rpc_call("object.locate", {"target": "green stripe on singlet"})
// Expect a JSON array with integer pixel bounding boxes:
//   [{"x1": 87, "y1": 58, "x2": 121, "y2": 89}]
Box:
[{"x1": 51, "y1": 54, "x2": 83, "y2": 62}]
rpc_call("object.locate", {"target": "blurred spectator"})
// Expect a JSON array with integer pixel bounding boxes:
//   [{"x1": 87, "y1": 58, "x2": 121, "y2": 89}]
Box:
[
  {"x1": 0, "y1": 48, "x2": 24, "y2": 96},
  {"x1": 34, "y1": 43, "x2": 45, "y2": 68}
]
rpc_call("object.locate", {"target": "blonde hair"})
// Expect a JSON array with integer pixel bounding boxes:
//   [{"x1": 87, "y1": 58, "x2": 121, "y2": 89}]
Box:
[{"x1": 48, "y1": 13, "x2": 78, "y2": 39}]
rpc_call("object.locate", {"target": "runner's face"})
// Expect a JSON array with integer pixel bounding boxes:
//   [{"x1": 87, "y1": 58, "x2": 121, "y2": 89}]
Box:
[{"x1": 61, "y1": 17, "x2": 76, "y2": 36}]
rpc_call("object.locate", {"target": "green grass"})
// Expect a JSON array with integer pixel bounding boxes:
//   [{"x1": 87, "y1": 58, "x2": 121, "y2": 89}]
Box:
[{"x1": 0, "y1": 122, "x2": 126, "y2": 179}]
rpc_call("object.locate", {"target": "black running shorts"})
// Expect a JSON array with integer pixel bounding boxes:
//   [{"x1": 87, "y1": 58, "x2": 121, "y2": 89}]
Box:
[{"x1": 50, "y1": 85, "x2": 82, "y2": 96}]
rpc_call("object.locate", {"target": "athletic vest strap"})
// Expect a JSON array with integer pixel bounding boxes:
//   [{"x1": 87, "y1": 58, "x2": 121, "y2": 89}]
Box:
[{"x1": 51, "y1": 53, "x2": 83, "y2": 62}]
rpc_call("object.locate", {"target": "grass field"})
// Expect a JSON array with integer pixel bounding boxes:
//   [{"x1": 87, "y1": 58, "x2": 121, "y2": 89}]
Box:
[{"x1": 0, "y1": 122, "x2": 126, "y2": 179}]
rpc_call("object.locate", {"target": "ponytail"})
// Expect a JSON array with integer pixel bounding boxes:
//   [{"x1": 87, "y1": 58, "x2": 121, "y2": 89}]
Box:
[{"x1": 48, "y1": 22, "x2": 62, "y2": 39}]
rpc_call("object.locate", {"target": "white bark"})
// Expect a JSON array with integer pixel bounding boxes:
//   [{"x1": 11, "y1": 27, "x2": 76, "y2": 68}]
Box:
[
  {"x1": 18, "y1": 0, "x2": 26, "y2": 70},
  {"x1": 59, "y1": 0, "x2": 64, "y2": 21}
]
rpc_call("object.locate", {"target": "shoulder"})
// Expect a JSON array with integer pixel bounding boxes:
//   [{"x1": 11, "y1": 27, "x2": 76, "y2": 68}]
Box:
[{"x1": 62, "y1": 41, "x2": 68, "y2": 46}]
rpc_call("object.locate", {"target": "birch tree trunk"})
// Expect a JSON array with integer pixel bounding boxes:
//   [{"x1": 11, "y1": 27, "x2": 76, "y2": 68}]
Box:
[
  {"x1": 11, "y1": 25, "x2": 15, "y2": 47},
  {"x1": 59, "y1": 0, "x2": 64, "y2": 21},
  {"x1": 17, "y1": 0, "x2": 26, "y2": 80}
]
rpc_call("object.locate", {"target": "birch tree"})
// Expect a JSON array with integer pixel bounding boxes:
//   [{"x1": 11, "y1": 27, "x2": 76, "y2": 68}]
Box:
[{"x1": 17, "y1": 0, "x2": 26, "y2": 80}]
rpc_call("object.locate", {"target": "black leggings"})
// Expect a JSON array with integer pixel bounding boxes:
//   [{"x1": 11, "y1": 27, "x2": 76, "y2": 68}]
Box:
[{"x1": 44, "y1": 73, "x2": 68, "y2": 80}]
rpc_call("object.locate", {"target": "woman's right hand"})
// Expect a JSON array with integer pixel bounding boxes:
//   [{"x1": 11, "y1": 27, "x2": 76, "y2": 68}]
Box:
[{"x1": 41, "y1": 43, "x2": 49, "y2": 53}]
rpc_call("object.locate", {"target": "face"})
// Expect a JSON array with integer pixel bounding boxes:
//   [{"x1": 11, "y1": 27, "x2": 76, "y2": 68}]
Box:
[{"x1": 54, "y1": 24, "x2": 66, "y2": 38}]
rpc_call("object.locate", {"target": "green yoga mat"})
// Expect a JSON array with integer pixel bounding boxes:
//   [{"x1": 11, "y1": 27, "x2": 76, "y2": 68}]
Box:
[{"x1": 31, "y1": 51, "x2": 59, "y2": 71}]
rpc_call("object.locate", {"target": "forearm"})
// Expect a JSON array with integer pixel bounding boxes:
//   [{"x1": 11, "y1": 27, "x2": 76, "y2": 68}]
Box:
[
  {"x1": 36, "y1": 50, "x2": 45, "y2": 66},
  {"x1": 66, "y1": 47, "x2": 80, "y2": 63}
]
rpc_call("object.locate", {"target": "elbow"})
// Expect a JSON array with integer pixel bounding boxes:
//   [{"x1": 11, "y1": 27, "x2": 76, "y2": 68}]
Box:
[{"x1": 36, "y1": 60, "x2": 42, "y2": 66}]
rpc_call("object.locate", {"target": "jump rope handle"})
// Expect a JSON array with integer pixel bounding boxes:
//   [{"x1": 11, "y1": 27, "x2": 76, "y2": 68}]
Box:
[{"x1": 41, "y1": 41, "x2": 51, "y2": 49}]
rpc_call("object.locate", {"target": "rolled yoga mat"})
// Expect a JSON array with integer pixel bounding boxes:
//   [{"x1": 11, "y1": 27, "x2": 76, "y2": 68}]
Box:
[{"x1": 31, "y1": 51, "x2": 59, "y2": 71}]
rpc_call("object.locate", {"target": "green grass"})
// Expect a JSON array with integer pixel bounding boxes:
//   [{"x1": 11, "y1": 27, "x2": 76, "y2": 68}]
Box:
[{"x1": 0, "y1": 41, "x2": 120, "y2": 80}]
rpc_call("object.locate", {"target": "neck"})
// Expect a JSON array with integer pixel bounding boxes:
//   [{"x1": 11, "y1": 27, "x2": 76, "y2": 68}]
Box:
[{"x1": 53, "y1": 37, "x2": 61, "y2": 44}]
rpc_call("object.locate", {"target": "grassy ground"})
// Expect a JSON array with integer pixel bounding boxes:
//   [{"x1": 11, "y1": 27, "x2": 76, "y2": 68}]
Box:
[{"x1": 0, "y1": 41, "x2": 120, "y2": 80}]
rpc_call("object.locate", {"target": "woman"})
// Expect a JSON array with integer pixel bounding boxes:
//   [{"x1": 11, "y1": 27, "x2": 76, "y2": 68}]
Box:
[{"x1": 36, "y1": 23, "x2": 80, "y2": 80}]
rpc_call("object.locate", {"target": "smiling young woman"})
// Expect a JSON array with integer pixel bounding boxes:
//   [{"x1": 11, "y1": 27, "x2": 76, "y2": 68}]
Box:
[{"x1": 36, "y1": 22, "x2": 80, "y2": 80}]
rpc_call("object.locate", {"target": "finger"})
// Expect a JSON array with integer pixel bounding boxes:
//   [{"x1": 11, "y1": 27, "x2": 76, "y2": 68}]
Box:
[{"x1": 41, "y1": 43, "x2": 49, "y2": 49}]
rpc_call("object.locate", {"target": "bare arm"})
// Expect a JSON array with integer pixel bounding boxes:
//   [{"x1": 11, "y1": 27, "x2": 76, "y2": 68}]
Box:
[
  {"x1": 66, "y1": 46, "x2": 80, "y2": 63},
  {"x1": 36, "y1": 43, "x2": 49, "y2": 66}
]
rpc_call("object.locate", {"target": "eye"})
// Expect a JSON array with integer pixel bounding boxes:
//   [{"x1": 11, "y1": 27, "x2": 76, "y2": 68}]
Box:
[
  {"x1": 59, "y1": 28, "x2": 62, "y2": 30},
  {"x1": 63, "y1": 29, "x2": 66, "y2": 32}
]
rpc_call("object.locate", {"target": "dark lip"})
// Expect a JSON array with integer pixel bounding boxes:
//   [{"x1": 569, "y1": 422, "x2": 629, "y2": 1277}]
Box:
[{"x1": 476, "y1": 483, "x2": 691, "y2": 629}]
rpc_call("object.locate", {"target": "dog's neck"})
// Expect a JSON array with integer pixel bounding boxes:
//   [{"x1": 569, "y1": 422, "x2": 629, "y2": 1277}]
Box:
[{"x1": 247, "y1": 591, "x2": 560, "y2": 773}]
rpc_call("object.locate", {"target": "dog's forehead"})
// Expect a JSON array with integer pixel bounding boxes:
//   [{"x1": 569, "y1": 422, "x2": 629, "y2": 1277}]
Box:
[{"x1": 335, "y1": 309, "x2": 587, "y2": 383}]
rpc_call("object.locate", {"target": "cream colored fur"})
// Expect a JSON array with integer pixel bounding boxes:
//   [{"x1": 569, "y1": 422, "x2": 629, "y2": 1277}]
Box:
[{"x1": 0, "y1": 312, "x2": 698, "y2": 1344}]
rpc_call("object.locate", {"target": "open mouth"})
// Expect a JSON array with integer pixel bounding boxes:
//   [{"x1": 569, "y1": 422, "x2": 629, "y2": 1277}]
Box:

—————

Which lines in the records above contain the string "face"? Gather every one and copy it out in full.

rpc_call("object.locate", {"target": "runner's face"})
rpc_call("object.locate", {"target": "face"})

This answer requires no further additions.